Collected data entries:
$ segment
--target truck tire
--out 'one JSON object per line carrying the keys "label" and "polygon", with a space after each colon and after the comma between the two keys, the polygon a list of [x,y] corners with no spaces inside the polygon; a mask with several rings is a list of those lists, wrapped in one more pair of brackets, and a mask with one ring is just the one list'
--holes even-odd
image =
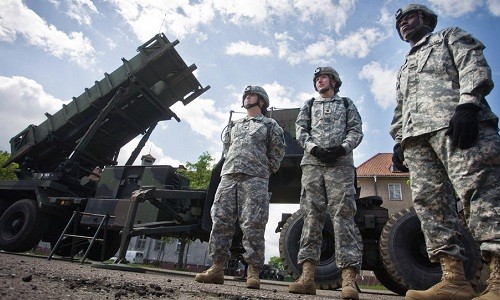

> _What this task involves_: Omit the pictures, then give all the lines above again exactly.

> _Solution to the exercise_:
$ segment
--target truck tire
--out 'one JSON object per line carrying the keys "label" and "polygon", with a space after each colon and after the comma between the two keys, the polygon a list of [x,y] corners with no spaces inside the polygon; a mask with several rings is a list of those lists, wrapped in one more pair of brackets, and a mask with one ring is just the one list'
--holes even-odd
image =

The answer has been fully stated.